Present the items from the line containing "Where can the jacket side" through the last line of the items as a Markdown table with the columns "Row" and "Line", omitting blank lines. Exclude the pictures from the table.

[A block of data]

━━━━━━━━━━━━━━━━━━━━━━━━━━━━━━

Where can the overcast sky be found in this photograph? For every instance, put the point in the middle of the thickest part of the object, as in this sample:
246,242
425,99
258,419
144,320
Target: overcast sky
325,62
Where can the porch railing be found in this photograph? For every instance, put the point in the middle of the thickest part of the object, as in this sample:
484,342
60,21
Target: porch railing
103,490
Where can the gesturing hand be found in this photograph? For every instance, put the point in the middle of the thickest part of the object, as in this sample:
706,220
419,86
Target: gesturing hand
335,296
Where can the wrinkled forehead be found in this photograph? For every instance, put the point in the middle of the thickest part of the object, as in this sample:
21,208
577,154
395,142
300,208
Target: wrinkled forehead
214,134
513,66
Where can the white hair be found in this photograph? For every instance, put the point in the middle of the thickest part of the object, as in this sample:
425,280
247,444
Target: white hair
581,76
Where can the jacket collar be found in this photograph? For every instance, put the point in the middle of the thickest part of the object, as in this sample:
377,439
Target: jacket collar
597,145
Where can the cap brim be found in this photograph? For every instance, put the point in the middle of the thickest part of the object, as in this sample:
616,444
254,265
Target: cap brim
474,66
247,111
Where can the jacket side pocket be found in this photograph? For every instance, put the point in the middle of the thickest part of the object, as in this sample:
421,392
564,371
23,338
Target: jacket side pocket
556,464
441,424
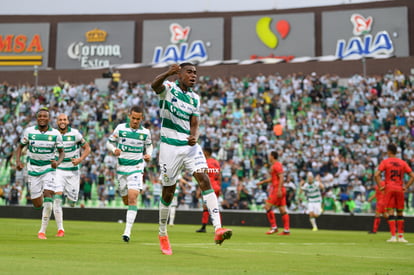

━━━━━━━━━━━━━━━━━━━━━━━━━━━━━━

- _Task response_
| Row | Line |
|---|---|
| 1 | Where can the jacket side pocket be found in this photograph? For every instance, put the point in the middle of the thickest part of the object, as in this sample: |
| 2 | 421,392 |
| 3 | 564,371 |
| 4 | 23,338 |
| 5 | Target: jacket side pocket |
| 6 | 556,464 |
| 7 | 441,424 |